Aim of the task:
Convert every line of the records below into a single numbered list, omitting any blank lines.
□ □ □ □ □ □ □
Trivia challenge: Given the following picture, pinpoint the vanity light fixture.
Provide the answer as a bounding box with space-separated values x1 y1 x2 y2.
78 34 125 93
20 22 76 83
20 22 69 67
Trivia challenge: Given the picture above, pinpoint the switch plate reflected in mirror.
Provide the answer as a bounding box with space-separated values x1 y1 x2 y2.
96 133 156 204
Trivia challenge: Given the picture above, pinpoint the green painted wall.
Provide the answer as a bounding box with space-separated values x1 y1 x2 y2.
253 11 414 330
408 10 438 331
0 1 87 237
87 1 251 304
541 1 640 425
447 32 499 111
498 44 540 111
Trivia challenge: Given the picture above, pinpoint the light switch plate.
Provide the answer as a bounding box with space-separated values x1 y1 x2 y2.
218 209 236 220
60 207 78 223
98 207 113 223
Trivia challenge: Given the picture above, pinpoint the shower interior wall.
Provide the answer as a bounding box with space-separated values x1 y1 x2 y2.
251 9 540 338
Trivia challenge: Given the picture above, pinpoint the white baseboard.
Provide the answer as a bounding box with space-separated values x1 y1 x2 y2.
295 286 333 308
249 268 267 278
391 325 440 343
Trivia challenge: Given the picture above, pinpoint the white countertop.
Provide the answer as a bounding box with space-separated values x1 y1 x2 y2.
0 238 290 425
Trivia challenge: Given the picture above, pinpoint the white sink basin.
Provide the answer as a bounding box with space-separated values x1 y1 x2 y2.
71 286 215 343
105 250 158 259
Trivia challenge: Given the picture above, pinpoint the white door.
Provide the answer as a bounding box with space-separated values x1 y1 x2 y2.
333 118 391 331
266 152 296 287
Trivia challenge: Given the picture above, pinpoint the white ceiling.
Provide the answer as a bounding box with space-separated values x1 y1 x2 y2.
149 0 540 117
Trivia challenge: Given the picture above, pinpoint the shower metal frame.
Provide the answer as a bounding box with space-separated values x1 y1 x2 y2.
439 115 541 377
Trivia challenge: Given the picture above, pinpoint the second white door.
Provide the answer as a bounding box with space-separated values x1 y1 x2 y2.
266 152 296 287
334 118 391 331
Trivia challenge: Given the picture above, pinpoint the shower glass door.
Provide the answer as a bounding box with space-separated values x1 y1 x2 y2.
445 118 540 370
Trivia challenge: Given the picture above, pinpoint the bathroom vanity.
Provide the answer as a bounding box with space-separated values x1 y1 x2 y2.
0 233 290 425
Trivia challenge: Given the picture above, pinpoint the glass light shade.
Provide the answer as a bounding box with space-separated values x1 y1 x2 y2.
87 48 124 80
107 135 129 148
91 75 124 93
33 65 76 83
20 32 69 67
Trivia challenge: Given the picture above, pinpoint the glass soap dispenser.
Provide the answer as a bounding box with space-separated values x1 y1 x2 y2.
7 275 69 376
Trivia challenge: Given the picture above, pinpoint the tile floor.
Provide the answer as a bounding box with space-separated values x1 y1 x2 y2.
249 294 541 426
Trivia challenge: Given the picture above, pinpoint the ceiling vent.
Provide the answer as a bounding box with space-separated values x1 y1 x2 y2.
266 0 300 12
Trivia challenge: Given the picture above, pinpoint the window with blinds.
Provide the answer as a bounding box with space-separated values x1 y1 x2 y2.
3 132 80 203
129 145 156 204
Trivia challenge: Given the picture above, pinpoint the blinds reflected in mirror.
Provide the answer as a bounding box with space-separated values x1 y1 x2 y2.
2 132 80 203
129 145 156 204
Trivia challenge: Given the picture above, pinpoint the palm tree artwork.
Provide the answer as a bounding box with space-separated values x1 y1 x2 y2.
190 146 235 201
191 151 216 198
□ □ □ □ □ □ □
Result of this task:
1. Trivia challenge: Given the following picture, pinpoint the vanity light fixture.
2. Provide the answer as a bounding box with space-separated values x1 y1 x2 y2.
3. 78 34 125 93
4. 20 22 76 83
5. 20 22 69 67
6. Trivia challenge: Given the picture above, pinpoint the switch plate reflected in mirror.
7. Provide the answer as a bounding box with space-separated values x1 y1 x2 y2.
8. 96 133 156 204
9. Trivia challenge: Given the picture above, pinpoint the green painted wall.
10. Provide the answer as a bounding box with space-separated values x1 y1 x2 y2.
11. 253 11 414 330
12. 408 10 438 331
13. 0 1 87 237
14. 87 1 251 304
15. 541 1 640 425
16. 447 32 499 111
17. 498 44 540 111
18. Trivia challenge: Given the picture above, pinpoint the light switch plate.
19. Provide the answer as a bounding box with space-separated values x1 y1 x2 y2.
20. 218 209 236 220
21. 60 207 78 223
22. 98 207 113 223
23. Trivia challenge: Given the picture above, pinpoint the shower interior wall.
24. Provide the answer as a bounding box with space-separated values x1 y1 x2 y2.
25. 251 9 540 338
26. Trivia challenge: Given the picture above, pinpoint the white baseboard.
27. Provide the answer as a bounding box with space-separated values x1 y1 x2 y2.
28. 295 286 333 308
29. 249 268 267 278
30. 391 325 440 343
31. Trivia challenge: Given the picture above, pinpoint the white countertop.
32. Provide the answer as a bounding box with space-separated values x1 y1 x2 y2.
33. 0 238 290 425
34. Trivia challenge: Given the picture above, pinpoint the white sink basin.
35. Provide the answer as a bounding box with space-separated values x1 y1 x2 y2.
36. 71 286 215 343
37. 105 250 158 259
38. Trivia challenge: Given the picture above, pinpoint the white door.
39. Provide the answer as a bounding box with space-separated values x1 y1 x2 y2.
40. 333 118 391 331
41. 266 152 296 287
42. Trivia challenge: Given the picture above, pinpoint the white ceiling.
43. Provide the answer as a bounding box with space-separated values x1 y1 x2 y2.
44. 149 0 540 117
45. Trivia challenge: Given the picture above, pinpoint the shower metal frame.
46. Provide the answer as a bounding box with space-separated values x1 y1 x2 y2.
47. 439 115 541 377
48. Trivia challenge: Given the picture above, pinpoint the second white door.
49. Provide the answer as a bounding box with space-separated values x1 y1 x2 y2.
50. 266 152 296 287
51. 334 118 391 331
52. Trivia challenge: Given the picture above, pinpoint the shower glass door.
53. Provide the answer as a bounding box with space-separated values x1 y1 x2 y2.
54. 445 118 540 370
55. Trivia challenge: Given the picture above, pinpoint the bathroom vanity.
56. Provide the answer as a bounding box with space-separated values x1 y1 x2 y2.
57. 0 233 290 425
58. Trivia challenge: Given the picture above, pinpoint the glass light shade.
59. Provide the answer as a bounding box with space-separated values x1 y1 x2 y2.
60. 87 48 124 80
61. 107 135 129 148
62. 91 75 124 93
63. 33 65 76 83
64. 20 32 69 67
65. Trivia challenge: Given the picture above, pinpoint the glass soap dispenser.
66. Provide the answer as a bounding box with space-separated values x1 y1 x2 y2.
67. 7 275 69 376
68. Trivia challenge: Given the picture above, pinpoint the tile floor.
69. Provide the answer as a bounding box with space-separated values x1 y1 x2 y2.
70. 249 294 541 426
71. Trivia challenge: Given the picture above, pinpoint the ceiling vent.
72. Provide the answer as a bounding box with space-separated values x1 y1 x2 y2.
73. 266 0 300 12
74. Trivia challenge: Given the picture above, pinpoint the window with blinds.
75. Provide the answer as a bounding box with space-separated values x1 y1 x2 y2.
76. 3 132 80 203
77. 129 145 156 204
78. Trivia challenge: Given the picture above, pinpoint the blinds reflected in mirror.
79. Provide the answer as a bounding box with space-separated values x1 y1 x2 y2.
80. 2 132 80 203
81. 129 145 156 204
82. Trivia challenge: Given the picture above, pinpoint the palm tree artwork.
83. Provide the answer as a bounding box with space-separated values x1 y1 x2 y2.
84. 190 146 235 201
85. 191 151 216 198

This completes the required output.